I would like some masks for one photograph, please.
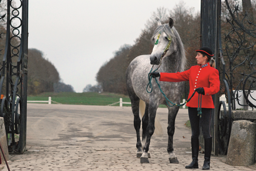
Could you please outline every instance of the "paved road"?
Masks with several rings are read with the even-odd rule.
[[[184,167],[191,161],[186,110],[180,110],[176,120],[174,147],[179,164],[168,160],[166,108],[157,110],[163,133],[153,135],[150,163],[144,164],[136,158],[130,107],[28,104],[27,111],[27,150],[10,155],[12,171],[187,171]],[[204,157],[199,156],[202,169]],[[212,156],[211,170],[256,169],[229,166],[225,160]]]

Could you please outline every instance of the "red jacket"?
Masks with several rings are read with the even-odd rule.
[[[203,87],[205,95],[202,95],[202,108],[214,108],[211,95],[219,91],[219,71],[211,67],[209,63],[206,66],[204,67],[204,65],[194,66],[181,72],[161,72],[159,80],[170,82],[189,81],[189,94],[188,99],[191,97],[196,88]],[[197,92],[186,105],[190,107],[198,106],[198,93]]]

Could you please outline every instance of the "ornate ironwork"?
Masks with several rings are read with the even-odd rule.
[[[232,122],[231,110],[236,110],[236,102],[244,107],[256,107],[256,98],[252,94],[256,90],[256,25],[248,17],[248,11],[240,11],[239,4],[231,8],[227,0],[225,1],[228,13],[226,22],[221,23],[219,35],[220,62],[219,68],[222,80],[222,93],[228,101],[228,113],[226,108],[222,113],[219,112],[218,146],[219,153],[226,154],[229,141]],[[220,30],[220,27],[219,27]],[[225,44],[222,44],[221,42]],[[242,92],[246,103],[240,99]],[[219,106],[224,104],[221,102]]]
[[[6,23],[6,33],[0,34],[6,34],[0,68],[0,92],[5,97],[1,100],[0,116],[4,118],[9,151],[19,153],[26,146],[28,5],[28,0],[7,0],[6,13],[0,16]]]

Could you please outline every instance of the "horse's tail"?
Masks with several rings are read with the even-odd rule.
[[[140,100],[140,113],[142,118],[145,114],[145,110],[146,108],[146,104],[144,101]],[[157,116],[156,115],[155,119],[155,135],[161,135],[163,134],[163,128],[161,125],[161,123],[157,119]]]

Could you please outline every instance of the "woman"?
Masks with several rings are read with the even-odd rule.
[[[211,112],[214,108],[211,95],[217,93],[219,90],[220,82],[219,71],[216,69],[215,62],[212,59],[213,56],[211,49],[203,47],[196,50],[196,57],[197,64],[190,69],[181,72],[159,73],[151,74],[153,77],[160,77],[159,80],[171,82],[189,81],[190,90],[188,97],[194,91],[196,91],[186,106],[188,107],[188,116],[191,126],[191,146],[192,159],[191,163],[185,168],[198,168],[198,156],[199,151],[199,137],[200,127],[202,127],[204,139],[204,162],[203,170],[210,169],[210,158],[211,152],[212,137],[210,133]],[[202,96],[202,118],[198,115],[198,96]],[[200,97],[201,98],[201,97]]]

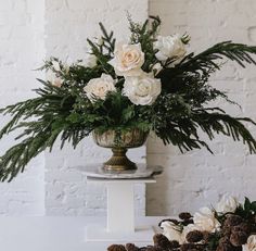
____
Task objective – Collect each line of the entries above that contains the word "Could", and copy those lines in their original order.

Complete output –
Could you please outline every instance of the "paved road"?
Could you please outline every instance of the "red jacket"?
Could you please outline every instance of the "ornate ironwork"?
Could you please outline every instance of the "horse's tail"?
Could you please outline every instance of the "woman"?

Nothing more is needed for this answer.